# Task to complete:
Here are some entries. Print them exactly as they are.

# Records for this task:
• • • • • • •
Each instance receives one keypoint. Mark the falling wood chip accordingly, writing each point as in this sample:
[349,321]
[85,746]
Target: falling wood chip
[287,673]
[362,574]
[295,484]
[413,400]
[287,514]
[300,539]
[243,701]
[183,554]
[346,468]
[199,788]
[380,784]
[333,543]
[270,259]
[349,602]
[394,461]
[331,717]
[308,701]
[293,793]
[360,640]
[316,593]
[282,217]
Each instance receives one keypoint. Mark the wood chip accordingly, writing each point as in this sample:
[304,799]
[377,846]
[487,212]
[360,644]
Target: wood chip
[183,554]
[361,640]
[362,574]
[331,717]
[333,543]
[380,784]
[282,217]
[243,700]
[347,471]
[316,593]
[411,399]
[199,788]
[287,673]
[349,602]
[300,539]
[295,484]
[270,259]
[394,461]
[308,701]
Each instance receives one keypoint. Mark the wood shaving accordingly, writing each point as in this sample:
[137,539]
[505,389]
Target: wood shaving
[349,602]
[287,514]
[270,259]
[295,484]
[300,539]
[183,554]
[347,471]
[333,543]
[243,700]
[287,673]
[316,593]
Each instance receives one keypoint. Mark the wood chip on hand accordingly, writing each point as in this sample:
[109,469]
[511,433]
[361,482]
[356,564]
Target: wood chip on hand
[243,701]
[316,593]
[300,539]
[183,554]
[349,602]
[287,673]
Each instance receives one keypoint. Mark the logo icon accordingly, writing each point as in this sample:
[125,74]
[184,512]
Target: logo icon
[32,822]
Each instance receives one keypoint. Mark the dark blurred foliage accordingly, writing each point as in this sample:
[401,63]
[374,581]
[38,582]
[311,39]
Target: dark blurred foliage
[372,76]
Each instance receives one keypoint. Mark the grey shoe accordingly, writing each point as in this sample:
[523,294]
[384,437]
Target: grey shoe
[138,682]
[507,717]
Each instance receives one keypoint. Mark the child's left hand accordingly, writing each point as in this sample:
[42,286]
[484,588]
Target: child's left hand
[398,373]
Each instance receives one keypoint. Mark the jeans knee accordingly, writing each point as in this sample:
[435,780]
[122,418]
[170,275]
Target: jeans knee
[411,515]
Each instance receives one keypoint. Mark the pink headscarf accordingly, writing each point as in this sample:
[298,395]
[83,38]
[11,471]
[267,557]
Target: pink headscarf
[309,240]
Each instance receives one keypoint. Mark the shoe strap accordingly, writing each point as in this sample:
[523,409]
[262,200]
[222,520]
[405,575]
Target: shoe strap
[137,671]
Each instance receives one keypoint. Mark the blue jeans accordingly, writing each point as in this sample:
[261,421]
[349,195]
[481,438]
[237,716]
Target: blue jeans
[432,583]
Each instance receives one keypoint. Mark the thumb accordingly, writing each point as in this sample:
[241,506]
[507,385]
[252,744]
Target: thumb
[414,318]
• • • • • • •
# Reply:
Each instance receives one keypoint. Mark the falling wood chip accordingly, writing each point as in this sample:
[349,321]
[85,746]
Target: falling wood chip
[287,673]
[362,574]
[295,484]
[413,400]
[287,514]
[300,539]
[243,701]
[183,554]
[346,468]
[199,788]
[380,784]
[333,543]
[270,259]
[349,602]
[394,461]
[331,717]
[308,701]
[293,793]
[360,640]
[316,593]
[282,217]
Each instance receives one keypoint. Mark the wood chip accordingly, writing each point as in this sample:
[304,799]
[377,846]
[487,212]
[360,644]
Target: wood chip
[183,554]
[361,640]
[362,574]
[331,717]
[333,543]
[380,784]
[282,217]
[243,700]
[347,471]
[316,593]
[411,399]
[199,788]
[287,673]
[349,602]
[300,539]
[295,484]
[270,259]
[394,461]
[308,701]
Each instance receives one keypoint. Mark the wood shaving accordingly, writing each point as in this sample:
[137,539]
[505,389]
Target: wood shaving
[349,602]
[287,514]
[270,259]
[295,484]
[300,539]
[183,554]
[347,471]
[333,543]
[243,700]
[287,673]
[316,593]
Each instance receives one keypoint. Mark the wood chip on hand accordingly, writing each point as in this sample:
[109,469]
[511,433]
[361,482]
[356,564]
Target: wood chip on hand
[243,701]
[316,593]
[300,539]
[183,554]
[349,602]
[287,673]
Each instance receives one keypoint. Mark the logo icon accordingly, writing each point as in this sample:
[125,74]
[184,512]
Target: logo icon
[32,822]
Each instance receives one keypoint. Mark the dark blurred foliage accordingly, writing each point as in this sample:
[401,63]
[374,581]
[38,582]
[311,39]
Target: dark blurred foliage
[372,76]
Each instance receives one keypoint. Mark the grey shoe accordingly, writing each point as in this sample:
[523,294]
[384,437]
Target: grey shoe
[138,682]
[507,717]
Each instance receives one keypoint. Mark the child's left hand accordingly, writing each point as in this sample:
[42,286]
[484,588]
Target: child's left hand
[398,373]
Each instance receives one keypoint. Mark the jeans knee accordingly, writing each point as in this sample:
[435,780]
[122,418]
[170,275]
Target: jeans knee
[411,515]
Each instance receives one keypoint. Mark the pink headscarf accordingly, writing each point as in this sample:
[298,395]
[83,38]
[11,471]
[267,557]
Target: pink headscarf
[309,240]
Each instance receives one keypoint. Mark the shoe strap accordingly, writing each point as in this sample:
[523,409]
[262,200]
[222,520]
[405,575]
Target: shoe strap
[137,671]
Each instance receives one keypoint. Mark the blue jeans accordingly, writing each point as in this sample:
[261,421]
[349,195]
[481,438]
[237,716]
Target: blue jeans
[432,583]
Each instance receives one keypoint. Mark the thumb accordingly, writing each point as in this sample:
[241,506]
[507,385]
[252,744]
Target: thumb
[414,318]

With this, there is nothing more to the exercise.